_Written request_
Please copy the listing below again, starting with the line that contains "point: staircase -- spot" and going on through the last line of the listing, with the requests kept as they are and every coordinate in the answers scaled by 2.15 and rounded to a whole number, halves rounded up. Give only those lines.

_Record excerpts_
┌──

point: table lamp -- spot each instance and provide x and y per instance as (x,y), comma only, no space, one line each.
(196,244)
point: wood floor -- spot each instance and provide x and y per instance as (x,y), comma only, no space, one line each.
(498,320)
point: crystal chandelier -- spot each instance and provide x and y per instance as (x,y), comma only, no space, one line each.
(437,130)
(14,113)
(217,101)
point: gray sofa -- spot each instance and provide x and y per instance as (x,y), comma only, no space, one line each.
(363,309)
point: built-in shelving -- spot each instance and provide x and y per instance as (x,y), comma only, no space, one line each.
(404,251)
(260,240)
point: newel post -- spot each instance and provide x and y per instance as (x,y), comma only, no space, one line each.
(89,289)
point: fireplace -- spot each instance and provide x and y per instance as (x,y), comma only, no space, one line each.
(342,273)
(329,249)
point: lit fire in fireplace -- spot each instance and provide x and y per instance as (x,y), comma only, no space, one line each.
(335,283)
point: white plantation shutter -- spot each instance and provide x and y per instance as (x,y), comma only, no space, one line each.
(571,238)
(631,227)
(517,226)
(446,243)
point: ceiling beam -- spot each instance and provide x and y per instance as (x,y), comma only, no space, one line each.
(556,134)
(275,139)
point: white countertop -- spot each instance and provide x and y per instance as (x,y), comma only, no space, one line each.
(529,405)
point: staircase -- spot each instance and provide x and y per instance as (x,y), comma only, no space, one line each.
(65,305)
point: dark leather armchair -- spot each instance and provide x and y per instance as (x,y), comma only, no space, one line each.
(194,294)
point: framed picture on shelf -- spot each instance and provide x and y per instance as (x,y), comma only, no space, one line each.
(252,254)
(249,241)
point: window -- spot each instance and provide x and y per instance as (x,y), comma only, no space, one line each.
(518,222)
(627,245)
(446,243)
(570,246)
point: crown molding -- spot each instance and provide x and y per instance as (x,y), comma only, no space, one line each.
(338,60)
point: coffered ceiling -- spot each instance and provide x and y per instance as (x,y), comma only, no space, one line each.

└──

_Response to the exercise_
point: staircase -- spot each instance and provide x and y per instance as (x,y), comma only, no space, one line each.
(140,656)
point: dark leather armchair -- spot each instance and provide x and y per instance as (x,y), comma only, no space, one line each.
(417,632)
point: framed picture on shelf -- spot each instance and provide x and y per instance as (x,y), comma only, no space, one line each.
(542,546)
(535,518)
point: window -- spot each instance and provide x and y per instance as (x,y), comma only, no space, one line each.
(1114,477)
(1348,527)
(959,522)
(1226,529)
point: crown molding -- spot each instance and provide x and y per instance as (x,y), comma only, no space, one line each.
(727,129)
point: coffered ceiling -- spot each instance and provide x and y per instance as (x,y), comma only, no space, one line each.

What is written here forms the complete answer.